Reproduce every entry that follows word for word, but omit the images.
──────── INPUT RECORDS ────────
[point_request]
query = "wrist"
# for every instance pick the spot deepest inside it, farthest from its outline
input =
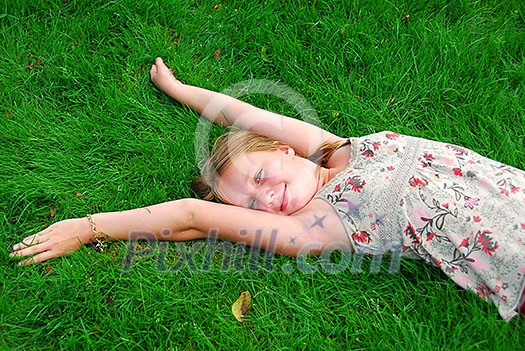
(97, 238)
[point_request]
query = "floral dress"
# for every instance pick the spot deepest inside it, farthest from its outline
(438, 202)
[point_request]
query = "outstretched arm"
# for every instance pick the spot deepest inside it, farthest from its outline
(167, 221)
(226, 110)
(189, 219)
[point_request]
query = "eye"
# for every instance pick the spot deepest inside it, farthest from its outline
(258, 177)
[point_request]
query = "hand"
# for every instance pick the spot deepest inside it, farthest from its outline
(163, 76)
(59, 239)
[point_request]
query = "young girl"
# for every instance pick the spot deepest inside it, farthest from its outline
(312, 190)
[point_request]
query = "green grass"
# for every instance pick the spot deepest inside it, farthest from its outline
(83, 131)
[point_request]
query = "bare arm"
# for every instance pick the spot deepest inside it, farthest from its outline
(226, 110)
(167, 221)
(190, 219)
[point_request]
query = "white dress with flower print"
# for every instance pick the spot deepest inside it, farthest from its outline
(438, 202)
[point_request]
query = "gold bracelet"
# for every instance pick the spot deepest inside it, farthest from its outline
(100, 237)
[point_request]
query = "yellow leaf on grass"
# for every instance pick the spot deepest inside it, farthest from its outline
(242, 305)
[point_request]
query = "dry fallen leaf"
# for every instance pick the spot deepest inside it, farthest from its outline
(242, 305)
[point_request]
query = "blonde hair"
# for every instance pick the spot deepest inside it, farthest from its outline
(230, 146)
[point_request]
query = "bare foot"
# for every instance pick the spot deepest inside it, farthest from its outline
(162, 76)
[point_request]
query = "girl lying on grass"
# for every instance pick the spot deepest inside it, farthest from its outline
(376, 194)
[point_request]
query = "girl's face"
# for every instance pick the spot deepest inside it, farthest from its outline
(272, 181)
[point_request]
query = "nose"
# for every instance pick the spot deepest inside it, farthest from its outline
(266, 197)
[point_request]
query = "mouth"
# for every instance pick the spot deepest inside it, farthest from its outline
(284, 199)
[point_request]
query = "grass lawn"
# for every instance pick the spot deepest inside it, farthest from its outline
(83, 130)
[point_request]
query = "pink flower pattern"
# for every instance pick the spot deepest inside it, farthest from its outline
(448, 201)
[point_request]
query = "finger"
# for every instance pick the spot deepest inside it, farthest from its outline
(39, 237)
(44, 256)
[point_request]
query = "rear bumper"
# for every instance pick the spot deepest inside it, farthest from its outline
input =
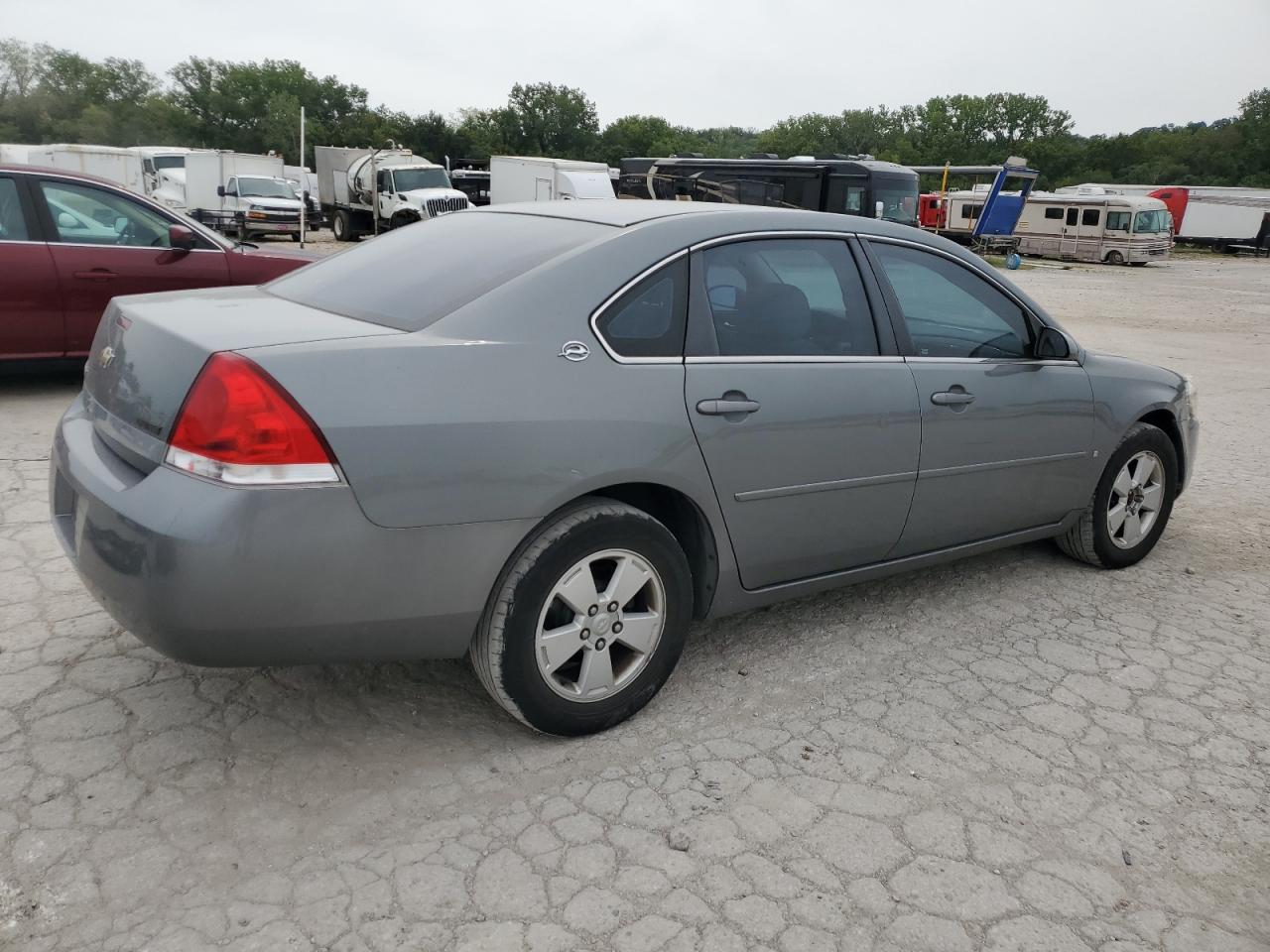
(229, 576)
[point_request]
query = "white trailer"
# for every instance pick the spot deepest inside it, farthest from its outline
(367, 190)
(240, 193)
(118, 166)
(517, 178)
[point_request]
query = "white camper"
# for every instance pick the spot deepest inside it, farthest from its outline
(1111, 229)
(118, 166)
(241, 194)
(515, 178)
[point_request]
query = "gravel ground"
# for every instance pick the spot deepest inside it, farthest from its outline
(1010, 753)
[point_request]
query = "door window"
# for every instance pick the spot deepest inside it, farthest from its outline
(788, 298)
(649, 318)
(91, 216)
(949, 309)
(13, 223)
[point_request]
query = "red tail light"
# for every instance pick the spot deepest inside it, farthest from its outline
(239, 425)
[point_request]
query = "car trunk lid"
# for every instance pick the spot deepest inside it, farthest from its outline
(149, 349)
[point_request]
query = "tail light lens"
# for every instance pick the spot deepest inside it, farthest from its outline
(239, 425)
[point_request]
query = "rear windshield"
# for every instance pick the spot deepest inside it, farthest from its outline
(416, 276)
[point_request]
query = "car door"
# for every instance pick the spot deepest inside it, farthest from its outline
(808, 425)
(107, 244)
(31, 306)
(1005, 435)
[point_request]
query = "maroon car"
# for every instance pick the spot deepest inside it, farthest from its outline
(70, 243)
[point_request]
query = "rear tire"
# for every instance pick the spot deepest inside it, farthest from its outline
(548, 638)
(1114, 531)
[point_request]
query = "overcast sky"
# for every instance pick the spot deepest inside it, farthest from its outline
(1115, 64)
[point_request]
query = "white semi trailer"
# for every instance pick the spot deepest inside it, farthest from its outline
(518, 178)
(366, 190)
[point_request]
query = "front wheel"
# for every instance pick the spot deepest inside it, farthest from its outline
(587, 621)
(1130, 504)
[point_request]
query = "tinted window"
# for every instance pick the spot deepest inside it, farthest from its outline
(13, 225)
(949, 309)
(413, 277)
(93, 216)
(649, 318)
(792, 298)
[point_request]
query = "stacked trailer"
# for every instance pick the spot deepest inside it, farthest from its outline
(985, 216)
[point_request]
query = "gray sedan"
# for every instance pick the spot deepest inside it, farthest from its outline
(552, 435)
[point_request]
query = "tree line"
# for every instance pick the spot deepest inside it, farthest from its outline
(56, 95)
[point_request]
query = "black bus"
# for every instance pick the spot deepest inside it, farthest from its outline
(847, 185)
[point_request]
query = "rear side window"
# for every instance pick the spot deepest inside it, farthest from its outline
(649, 318)
(13, 223)
(413, 277)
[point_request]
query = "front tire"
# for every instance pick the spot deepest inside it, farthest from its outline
(587, 621)
(1132, 503)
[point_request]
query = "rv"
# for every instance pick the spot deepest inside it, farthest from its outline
(1110, 229)
(841, 184)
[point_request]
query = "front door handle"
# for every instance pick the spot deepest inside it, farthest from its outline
(952, 398)
(726, 405)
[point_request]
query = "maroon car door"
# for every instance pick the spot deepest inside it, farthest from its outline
(107, 244)
(31, 307)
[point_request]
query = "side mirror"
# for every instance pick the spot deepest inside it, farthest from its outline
(181, 238)
(1052, 345)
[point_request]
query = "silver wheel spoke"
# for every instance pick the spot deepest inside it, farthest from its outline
(597, 673)
(578, 589)
(559, 645)
(1152, 498)
(1123, 483)
(629, 578)
(640, 631)
(1115, 518)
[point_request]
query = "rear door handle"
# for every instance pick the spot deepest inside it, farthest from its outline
(725, 407)
(952, 398)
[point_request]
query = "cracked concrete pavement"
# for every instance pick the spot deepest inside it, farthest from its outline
(1014, 753)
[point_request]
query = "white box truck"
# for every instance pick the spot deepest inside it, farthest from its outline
(363, 190)
(517, 178)
(118, 166)
(241, 194)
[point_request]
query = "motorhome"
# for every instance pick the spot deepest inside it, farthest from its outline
(516, 178)
(1110, 229)
(841, 184)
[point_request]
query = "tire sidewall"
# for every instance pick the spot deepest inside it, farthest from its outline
(538, 702)
(1146, 438)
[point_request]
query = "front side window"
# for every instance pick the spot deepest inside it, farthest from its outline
(649, 318)
(91, 216)
(949, 309)
(786, 298)
(13, 222)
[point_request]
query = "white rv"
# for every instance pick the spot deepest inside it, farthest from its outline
(513, 178)
(1111, 229)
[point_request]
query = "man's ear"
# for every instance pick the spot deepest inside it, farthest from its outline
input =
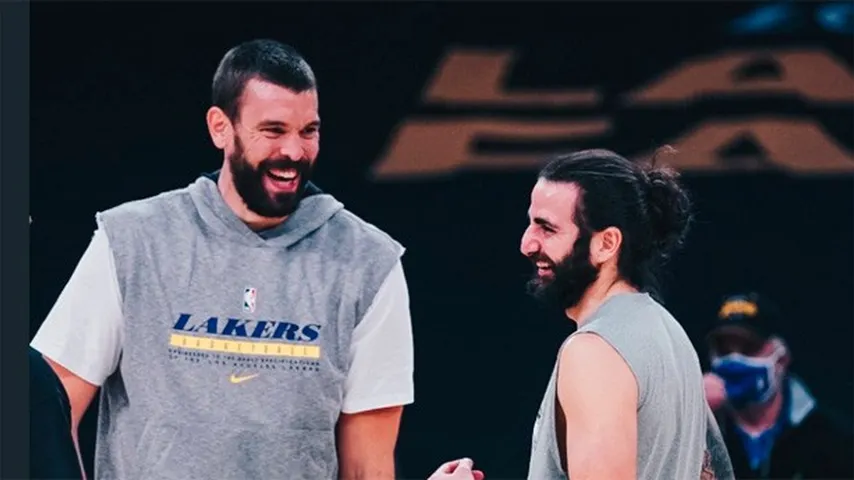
────────
* ANSWER TO THE TASK:
[point_request]
query = "wrist"
# for every instance pick the spot deepest inside it, farthest from its outline
input =
(97, 238)
[point_request]
query = "floral dress"
# for every instance pick the spot deepest inside it, farthest from its outline
(438, 202)
[point_request]
query = "outstretched arm"
# for every instance pick the spot deepest inside it, farthest from its outline
(167, 221)
(226, 110)
(189, 219)
[point_request]
query = "eye"
# for every instance pick the spot deepest inside it, farthest from its outline
(258, 177)
[point_request]
query = "hand"
# for every instance pick the spot deepest inside it, farthest from its outline
(163, 76)
(59, 239)
[point_request]
query = "young girl"
# for every instance pick the spot deepest inside it, farthest from its outline
(312, 190)
[point_request]
query = "green grass"
# for every instance pick the spot deepest inside it, farthest from its outline
(83, 131)
[point_request]
query = "bare arm"
# for every instance pick the spot deepest inside it, farthest from its outline
(226, 110)
(167, 221)
(190, 219)
[point_request]
query = "white dress with flower print"
# for every instance pick the spot deepest inside it, farthest from its outline
(438, 202)
[point_request]
query = "gold bracelet"
# for every instance pick the spot deepest inside it, farthest from its outline
(100, 237)
[point_request]
query = "yellow leaf on grass"
# for every instance pick the spot deepest inside it, farthest from its outline
(242, 305)
[point_request]
query = "dry fallen leaf"
# for every instance pick the spot deepest inside it, farthest from its outline
(242, 305)
[point_request]
query = "blonde hair"
# for every instance pick the spot deepest inside it, farthest from its outline
(230, 146)
[point_request]
query = "bare foot"
# for every instance pick the spot deepest inside it, farthest from its outline
(162, 76)
[point_request]
query = "girl lying on grass"
# for every instance pick the spot deepest inside it, farthest from its outline
(376, 194)
[point_request]
query = "girl's face"
# for every instance pick the spot deepest inside it, farthest from its outline
(272, 181)
[point_request]
query = "nose"
# for every instance pick the spot deepest inside it, farthest from its outline
(266, 197)
[point_request]
query = "mouth"
# for every instance pick the spot deepest inside it, farthest from its outline
(284, 199)
[point_request]
query = "grass lawn"
# for every instance pick the spot deepest inside it, farthest from its outline
(83, 130)
[point_request]
query = "pink flower pattern"
# for every instance pick the spot deepest inside it, farthest from its outline
(448, 201)
[point_request]
query = "finger"
# for every instance pick the spot deepest inside it, farthest from its outline
(39, 237)
(44, 256)
[point_request]
query = "rear bumper"
# for every instance pick the spot deepest inside it, farthest from its outline
input =
(229, 576)
[point_request]
query = "white trailer"
# for every instance pick the spot deepest inside it, farthest from its outline
(367, 190)
(240, 193)
(118, 166)
(517, 178)
[point_request]
query = "white camper"
# for every instance pick the spot deepest inside it, farthest from its outline
(1111, 229)
(118, 166)
(241, 194)
(515, 178)
[point_request]
query = "gravel ground"
# for every instance pick the spot deepest inside it, farthest from its outline
(1010, 753)
[point_request]
query = "door window"
# for every instance pick the spot deepest inside it, farthest from its outline
(788, 298)
(649, 318)
(91, 216)
(949, 309)
(13, 223)
[point_request]
query = "red tail light"
# for every instance pick the spot deepest inside it, farthest from its outline
(239, 425)
[point_request]
query = "car trunk lid"
# for every instance pick the spot deepest inside it, farthest from its outline
(149, 349)
[point_request]
query = "tail light lens"
# for every instance pick the spot deepest inside it, farthest from its outline
(239, 425)
[point_request]
query = "rear windshield"
# for every instance pick the spot deepest inside it, farthest from its outline
(416, 276)
[point_request]
query = "car door"
# for every instance pick the spot deepest inside it, farthest from its outline
(808, 425)
(107, 244)
(31, 306)
(1005, 435)
[point_request]
query = "maroon car"
# for every instance pick the spot deepest inside it, farthest from its outline
(70, 243)
[point_request]
query = "rear tire"
# for every instance pick the spot deepest inside it, farthest from its outline
(548, 638)
(1114, 531)
[point_request]
query = "overcast sky"
# for every instance pick the spot deepest inside it, farthest from its outline
(1115, 64)
[point_request]
query = "white semi trailer"
# for every instance pick the spot deepest inside it, farthest from its outline
(518, 178)
(366, 190)
[point_request]
query = "front wheel"
# for every instance pick the spot deepest inside it, farthest from its outline
(587, 621)
(1130, 504)
[point_request]
query = "tinted window"
# for every instance pick the spot deepest inside it, farthest from its outline
(13, 225)
(949, 309)
(413, 277)
(93, 216)
(649, 318)
(792, 298)
[point_request]
query = "stacked trailer"
# for every instance pick the spot deepest inside it, farthest from its outline
(985, 216)
[point_request]
query = "gray sedan"
# for every instance pick the spot deepest inside it, farthest from its outline
(552, 435)
[point_request]
query = "tree line"
# for every instance pick the spot deepest inside it, farthest from its outline
(56, 95)
[point_request]
query = "black bus"
# for every instance pick the spot deepest inside it, farthest from its outline
(847, 185)
[point_request]
query = "rear side window"
# for every instance pick the spot deepest inside it, farthest from its outline
(649, 318)
(13, 223)
(413, 277)
[point_request]
query = "front tire"
# for every instance pick the spot deepest inside it, farthest from its outline
(587, 621)
(1132, 503)
[point_request]
query = "rv"
# for every instance pick the spot deepest inside it, farthest from its outline
(1110, 229)
(841, 184)
[point_request]
query = "front door handle"
# for every instance pick the spot deepest inside it, farthest from its outline
(952, 398)
(726, 405)
[point_request]
query = "maroon car door"
# for every instance pick the spot deepest inside it, farthest from its outline
(107, 244)
(31, 307)
[point_request]
query = "side mirror"
# for every instance pick the spot deepest inside it, farthest from its outline
(181, 238)
(1052, 345)
[point_request]
query = "silver wheel spoke"
# for every instance pick the spot deepest inside it, farthest from its outline
(597, 673)
(578, 589)
(559, 645)
(1152, 498)
(1123, 483)
(629, 578)
(640, 631)
(1115, 518)
[point_request]
query = "rear door handle"
# for every instance pick the spot deepest inside it, farthest from its outline
(725, 407)
(952, 398)
[point_request]
query = "cracked concrete pavement"
# for every instance pick the spot deepest inside it, farthest from its outline
(1014, 753)
[point_request]
query = "white box truck"
# for every instance pick the spot deepest inside it, farthest from its outline
(363, 190)
(517, 178)
(118, 166)
(241, 194)
[point_request]
query = "motorhome"
# for every instance pick the spot deepest inside it, farthest from its outline
(516, 178)
(1110, 229)
(841, 184)
[point_request]
query = "tire sidewall"
# for every instance pick the spot deepest inside it, farthest from its outline
(538, 702)
(1146, 438)
[point_request]
query = "front side window"
# for every instance pick the spot deepest inside it, farthest from its outline
(649, 318)
(91, 216)
(949, 309)
(786, 298)
(13, 222)
[point_request]
query = "white rv"
# for every instance pick the spot deepest inside it, farthest from its outline
(513, 178)
(1111, 229)
[point_request]
query = "man's ear"
# for every instance pick the spot deepest inside it, farthest from its outline
input =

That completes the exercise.